IV. WHEN AN APPEAL OR A WRIT OF ERROR WILL LIE.

1. In General.

SUMMARY - Dismissal, § 142.— Cross-appeals, § 143.— Prize case transferred to supreme court, § 144.- Appeal not provided for by law, § 145.— Motion to apply money in court, § 146.— Error coram vobis, § 147.

§ 142. Where the court sustains one of two defenses set up by a respondent, and dismisses the bill with costs, the respondent cannot appeal. Corning v. Troy Iron and Nail Factory, SS 148-151.

§ 143. Where a decree is reversed on an appeal by the complainant, there then remains no decree from which the respondent can appeal. Where one party appeals, and the other desires a more favorable decree, he must take a cross-appeal. Ibid.

§ 144. A decree was entered in a prize case, and an appeal was taken to the circuit court. The latter court transferred the case to the supreme court. Held, that the supreme court had no jurisdiction. The Alicia, §§ 152, 153.

§ 145. Where a proceeding under the act of 1851, for the settlement of land claims in California, was transferred from the district to the circuit court, pursuant to the provisions of the act of 1864, it was held that an appeal would lie from the decision of the circuit court, although not authorized by the act of 1864; that the proceeding was of the nature of a proceeding in equity. (Justices FIELD, GRIER and MILLER dissent.) United States v. Circuit Judges, 154–159.

§ 146. Property was sold in Pennsylvania at judicial sale, and the money paid into court. Motions were then made by parties holding judgments to have the money applied on their judgments. Held, that neither an appeal nor a writ of error would lie from a decision on such motions. Bayard v. Lombard, § 160.

§ 147. A writ of error will not lie from a judgment rendered on a writ of error coram vobis. Pickett v. Legerwood, §§ 161–163.

[NOTES.-See §§ 164-187.]

432

CORNING v. TROY IRON AND NAIL FACTORY.

(15 Howard, 451-467. 1853.)

APPEAL from U. S. Circuit Court, Northern District of New York.
Opinion by MR. JUSTICE GRIER.

## TASK DATA
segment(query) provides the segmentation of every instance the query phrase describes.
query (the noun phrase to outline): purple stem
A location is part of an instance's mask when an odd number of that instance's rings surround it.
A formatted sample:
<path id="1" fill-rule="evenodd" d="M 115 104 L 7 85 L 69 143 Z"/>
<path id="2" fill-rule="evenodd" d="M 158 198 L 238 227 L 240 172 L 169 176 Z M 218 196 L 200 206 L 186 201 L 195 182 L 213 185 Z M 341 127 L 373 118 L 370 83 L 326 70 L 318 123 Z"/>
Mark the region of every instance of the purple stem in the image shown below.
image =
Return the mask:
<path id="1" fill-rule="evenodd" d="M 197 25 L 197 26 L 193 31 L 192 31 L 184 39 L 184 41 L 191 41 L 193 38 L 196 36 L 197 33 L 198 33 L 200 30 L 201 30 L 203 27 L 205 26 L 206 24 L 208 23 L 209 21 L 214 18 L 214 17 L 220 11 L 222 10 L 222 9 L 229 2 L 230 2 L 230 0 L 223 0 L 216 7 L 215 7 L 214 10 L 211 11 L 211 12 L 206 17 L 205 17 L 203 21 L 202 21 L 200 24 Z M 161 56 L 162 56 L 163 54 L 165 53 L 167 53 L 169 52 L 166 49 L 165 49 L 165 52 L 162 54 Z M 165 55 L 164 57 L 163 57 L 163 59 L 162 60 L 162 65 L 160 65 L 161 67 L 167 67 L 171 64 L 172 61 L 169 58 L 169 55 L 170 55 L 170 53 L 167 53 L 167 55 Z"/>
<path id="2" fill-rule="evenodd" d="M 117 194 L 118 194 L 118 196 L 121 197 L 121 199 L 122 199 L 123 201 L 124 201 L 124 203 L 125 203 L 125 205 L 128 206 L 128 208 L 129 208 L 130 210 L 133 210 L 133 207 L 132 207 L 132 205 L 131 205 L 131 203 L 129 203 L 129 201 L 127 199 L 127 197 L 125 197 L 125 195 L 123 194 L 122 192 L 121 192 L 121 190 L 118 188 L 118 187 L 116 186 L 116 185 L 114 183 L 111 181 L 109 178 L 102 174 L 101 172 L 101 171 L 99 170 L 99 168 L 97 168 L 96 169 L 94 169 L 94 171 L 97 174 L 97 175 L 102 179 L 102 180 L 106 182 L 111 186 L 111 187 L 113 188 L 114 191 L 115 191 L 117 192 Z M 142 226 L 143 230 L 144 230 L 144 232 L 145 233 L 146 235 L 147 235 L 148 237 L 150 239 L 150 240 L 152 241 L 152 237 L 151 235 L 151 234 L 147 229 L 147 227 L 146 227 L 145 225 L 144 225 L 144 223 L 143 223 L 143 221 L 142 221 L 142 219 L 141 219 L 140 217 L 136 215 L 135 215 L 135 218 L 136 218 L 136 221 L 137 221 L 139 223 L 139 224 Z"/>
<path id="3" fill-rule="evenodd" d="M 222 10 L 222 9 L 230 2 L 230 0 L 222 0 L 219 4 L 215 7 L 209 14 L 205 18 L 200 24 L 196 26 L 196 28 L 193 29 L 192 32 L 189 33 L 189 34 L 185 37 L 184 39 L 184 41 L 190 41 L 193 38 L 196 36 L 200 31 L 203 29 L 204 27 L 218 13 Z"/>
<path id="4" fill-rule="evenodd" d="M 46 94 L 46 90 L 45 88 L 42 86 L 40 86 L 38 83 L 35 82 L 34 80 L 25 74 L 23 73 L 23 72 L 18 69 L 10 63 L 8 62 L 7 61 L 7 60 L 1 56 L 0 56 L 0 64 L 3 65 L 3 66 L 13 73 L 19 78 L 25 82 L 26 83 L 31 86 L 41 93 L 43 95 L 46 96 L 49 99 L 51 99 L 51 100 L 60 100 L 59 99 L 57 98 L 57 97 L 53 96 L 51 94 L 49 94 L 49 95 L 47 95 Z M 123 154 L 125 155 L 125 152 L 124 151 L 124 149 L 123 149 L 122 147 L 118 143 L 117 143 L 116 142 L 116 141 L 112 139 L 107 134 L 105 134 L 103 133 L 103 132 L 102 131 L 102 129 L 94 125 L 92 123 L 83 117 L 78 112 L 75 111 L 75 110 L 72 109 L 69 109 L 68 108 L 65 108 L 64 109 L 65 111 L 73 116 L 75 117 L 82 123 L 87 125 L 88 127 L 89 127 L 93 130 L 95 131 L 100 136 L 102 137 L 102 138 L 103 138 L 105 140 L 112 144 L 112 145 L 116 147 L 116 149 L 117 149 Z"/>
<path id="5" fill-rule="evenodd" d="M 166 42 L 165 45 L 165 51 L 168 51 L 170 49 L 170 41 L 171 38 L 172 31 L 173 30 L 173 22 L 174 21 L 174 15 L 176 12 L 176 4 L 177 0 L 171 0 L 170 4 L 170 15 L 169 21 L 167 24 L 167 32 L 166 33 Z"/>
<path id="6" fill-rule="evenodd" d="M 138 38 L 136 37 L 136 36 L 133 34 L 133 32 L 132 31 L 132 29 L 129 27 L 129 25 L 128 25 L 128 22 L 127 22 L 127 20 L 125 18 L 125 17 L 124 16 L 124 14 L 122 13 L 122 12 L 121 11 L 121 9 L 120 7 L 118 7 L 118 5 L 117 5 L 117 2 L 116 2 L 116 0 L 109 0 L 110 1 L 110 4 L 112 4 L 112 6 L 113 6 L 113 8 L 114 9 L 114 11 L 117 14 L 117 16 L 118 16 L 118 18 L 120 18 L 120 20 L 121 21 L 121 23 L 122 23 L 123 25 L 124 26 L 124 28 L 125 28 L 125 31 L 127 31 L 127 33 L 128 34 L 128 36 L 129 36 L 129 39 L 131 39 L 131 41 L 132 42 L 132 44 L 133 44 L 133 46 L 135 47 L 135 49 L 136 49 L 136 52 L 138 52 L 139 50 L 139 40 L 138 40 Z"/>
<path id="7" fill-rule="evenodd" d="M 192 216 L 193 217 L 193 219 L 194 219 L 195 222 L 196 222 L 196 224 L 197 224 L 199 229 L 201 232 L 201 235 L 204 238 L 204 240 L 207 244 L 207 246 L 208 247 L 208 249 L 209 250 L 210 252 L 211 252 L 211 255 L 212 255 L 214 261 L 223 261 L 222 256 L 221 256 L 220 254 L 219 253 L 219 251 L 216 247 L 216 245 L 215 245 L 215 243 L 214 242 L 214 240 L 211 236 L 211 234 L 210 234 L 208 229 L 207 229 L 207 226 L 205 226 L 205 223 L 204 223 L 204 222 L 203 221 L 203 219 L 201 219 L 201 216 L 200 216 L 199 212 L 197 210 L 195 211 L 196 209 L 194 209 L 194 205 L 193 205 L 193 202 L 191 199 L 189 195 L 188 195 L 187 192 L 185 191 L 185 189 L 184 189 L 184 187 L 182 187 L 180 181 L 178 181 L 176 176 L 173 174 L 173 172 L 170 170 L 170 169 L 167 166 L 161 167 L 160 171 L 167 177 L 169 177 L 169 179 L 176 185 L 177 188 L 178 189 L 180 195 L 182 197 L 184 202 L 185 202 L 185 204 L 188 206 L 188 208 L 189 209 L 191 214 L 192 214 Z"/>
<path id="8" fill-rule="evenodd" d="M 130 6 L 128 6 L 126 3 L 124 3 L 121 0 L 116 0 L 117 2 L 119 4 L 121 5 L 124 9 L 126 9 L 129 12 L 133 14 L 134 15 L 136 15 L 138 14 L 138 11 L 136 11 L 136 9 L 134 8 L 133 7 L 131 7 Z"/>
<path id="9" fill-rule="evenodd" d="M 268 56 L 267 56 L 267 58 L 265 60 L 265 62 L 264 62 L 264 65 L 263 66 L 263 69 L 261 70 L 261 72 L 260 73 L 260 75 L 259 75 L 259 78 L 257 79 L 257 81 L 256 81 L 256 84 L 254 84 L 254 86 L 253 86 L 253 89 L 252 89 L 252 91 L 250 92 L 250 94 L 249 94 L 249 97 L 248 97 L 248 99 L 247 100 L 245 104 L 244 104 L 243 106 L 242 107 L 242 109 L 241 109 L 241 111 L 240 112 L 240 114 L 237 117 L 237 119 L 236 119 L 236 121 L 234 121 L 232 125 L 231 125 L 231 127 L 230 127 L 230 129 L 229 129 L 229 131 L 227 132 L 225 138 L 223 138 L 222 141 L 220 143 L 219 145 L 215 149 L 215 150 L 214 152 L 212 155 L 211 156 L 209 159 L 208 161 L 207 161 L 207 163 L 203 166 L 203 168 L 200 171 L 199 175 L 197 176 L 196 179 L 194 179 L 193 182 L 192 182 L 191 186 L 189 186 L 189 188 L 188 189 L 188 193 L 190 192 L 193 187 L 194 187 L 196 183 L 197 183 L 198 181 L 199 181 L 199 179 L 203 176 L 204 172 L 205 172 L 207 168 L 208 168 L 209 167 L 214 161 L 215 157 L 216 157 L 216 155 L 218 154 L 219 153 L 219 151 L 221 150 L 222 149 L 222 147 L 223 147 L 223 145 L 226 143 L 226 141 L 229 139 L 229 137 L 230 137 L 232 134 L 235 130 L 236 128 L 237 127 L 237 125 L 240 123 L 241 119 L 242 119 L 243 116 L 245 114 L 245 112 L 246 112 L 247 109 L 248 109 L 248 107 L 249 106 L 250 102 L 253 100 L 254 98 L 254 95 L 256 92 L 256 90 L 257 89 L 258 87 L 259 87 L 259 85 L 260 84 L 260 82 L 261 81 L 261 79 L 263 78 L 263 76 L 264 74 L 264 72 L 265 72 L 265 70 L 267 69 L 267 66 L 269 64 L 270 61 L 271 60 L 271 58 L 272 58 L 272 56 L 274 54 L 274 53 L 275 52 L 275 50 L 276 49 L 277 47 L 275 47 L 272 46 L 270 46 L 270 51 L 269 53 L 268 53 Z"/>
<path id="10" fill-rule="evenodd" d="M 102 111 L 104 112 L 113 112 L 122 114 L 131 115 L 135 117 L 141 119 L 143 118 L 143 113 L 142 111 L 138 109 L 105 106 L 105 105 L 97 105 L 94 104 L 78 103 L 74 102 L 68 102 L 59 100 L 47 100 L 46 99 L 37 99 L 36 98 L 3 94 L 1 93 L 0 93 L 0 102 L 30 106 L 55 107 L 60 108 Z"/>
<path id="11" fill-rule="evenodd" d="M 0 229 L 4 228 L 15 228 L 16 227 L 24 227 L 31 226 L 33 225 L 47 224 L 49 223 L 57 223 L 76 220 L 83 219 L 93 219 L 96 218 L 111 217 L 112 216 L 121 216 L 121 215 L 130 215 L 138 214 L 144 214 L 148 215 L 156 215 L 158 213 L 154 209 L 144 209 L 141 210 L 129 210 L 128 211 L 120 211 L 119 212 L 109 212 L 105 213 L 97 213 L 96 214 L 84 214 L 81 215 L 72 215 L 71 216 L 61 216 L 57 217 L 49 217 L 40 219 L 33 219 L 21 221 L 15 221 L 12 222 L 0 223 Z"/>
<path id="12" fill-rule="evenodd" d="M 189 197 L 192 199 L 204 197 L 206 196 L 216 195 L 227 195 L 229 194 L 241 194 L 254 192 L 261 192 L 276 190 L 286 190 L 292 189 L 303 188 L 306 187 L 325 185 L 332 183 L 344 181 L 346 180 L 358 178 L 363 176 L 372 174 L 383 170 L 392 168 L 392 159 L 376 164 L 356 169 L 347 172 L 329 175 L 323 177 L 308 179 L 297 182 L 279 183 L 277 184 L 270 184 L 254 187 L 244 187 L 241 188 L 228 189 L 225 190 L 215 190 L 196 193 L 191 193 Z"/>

## PROBLEMS
**a)** From the appeals digest, extract the passage between "1. In General." and "vobis, § 147.", inclusive.
**b)** Put the lines of the records between the first line and the line holding "158 198 L 238", inclusive, into a numbered list, skipping blank lines.
The records are unrelated to the appeals digest.

## SOLUTIONS TO THE EXERCISE
**a)**
1. In General.

SUMMARY - Dismissal, § 142.— Cross-appeals, § 143.— Prize case transferred to supreme court, § 144.- Appeal not provided for by law, § 145.— Motion to apply money in court, § 146.— Error coram vobis, § 147.

**b)**
1. segment(query) provides the segmentation of every instance the query phrase describes.
2. query (the noun phrase to outline): purple stem
3. A location is part of an instance's mask when an odd number of that instance's rings surround it.
4. A formatted sample:
5. <path id="1" fill-rule="evenodd" d="M 115 104 L 7 85 L 69 143 Z"/>
6. <path id="2" fill-rule="evenodd" d="M 158 198 L 238 227 L 240 172 L 169 176 Z M 218 196 L 200 206 L 186 201 L 195 182 L 213 185 Z M 341 127 L 373 118 L 370 83 L 326 70 L 318 123 Z"/>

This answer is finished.